Trecho:
════

O Brasil, diz Bechara, está preparado para receber as novas regras em definitivo. "Para o grande público, a ortografia está ligada à memória visual. Escrevemos as palavras como as vemos escritas. Hoje, vamos ao aeroporto e já vemos a palavra voo sem aquele acento circunflexo que se usava."
Ainda há, no entanto, muitos desencontros. Às vésperas de o acordo entrar em vigor, a senadora Ana Amélia propôs que o Brasil avance mais devagar na sua implantação. Ela é autora de um projeto que estende por mais seis anos, até o fim de 2019, o período de adaptação das novas regras. Como a proposta ainda está parada na Comissão de Constituição, Justiça e Cidadania da Casa e não há tempo hábil para a tramitação, a senadora pediu audiência com Gleisi Hoffmann, ministra-chefe da Casa Civil, para tratar do assunto. O pedido ainda está sem resposta.

════

Dados:

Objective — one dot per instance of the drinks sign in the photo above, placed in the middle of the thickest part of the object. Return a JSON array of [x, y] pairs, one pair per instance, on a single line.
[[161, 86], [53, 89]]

════

O pedido: Dê sequência ao trecho sobre a implantação do novo acordo ortográfico no Brasil, começando logo depois da última frase.

Resposta:
Em Portugal, que tem até dezembro de 2014 para concluir o processo de implantação da nova grafia, a resistência ao acordo é ainda maior. A polêmica se intensificou depois que o poeta Vasco Graça Moura, ao assumir o cargo de diretor do Centro Cultural de Belém - uma das mais importantes instituições culturais do país -, determinou que fosse suspensa a aplicação das novas regras nos serviços sob sua tutela. Circula também na internet uma petição para que o parlamento português vote o fim do acordo. "É claro que sabemos que toda mudança de hábito traz certa ojeriza a quem é obrigado a mudar, mas vale a pena o sacrifício. Uma língua que tem uma só ortografia circula no mundo com mais facilidade", garante Bechara.
A seguir, os melhores momentos da conversa.
A partir de 1º de janeiro passam a vigorar, definitivamente, as novas regras do acordo ortográfico. O Brasil está pronto para ele? Ortografia é só a vestimenta das palavras. Quando se faz um acordo ortográfico, não se mexe na língua, se mexe apenas na roupagem das palavras. Desde 1911, Brasil e Portugal tentam aproximar seus sistemas de grafar palavras. Tivemos quatro anos para nos adaptar e eles foram suficientes. Principalmente, graças à imprensa, que abraçou o novo sistema.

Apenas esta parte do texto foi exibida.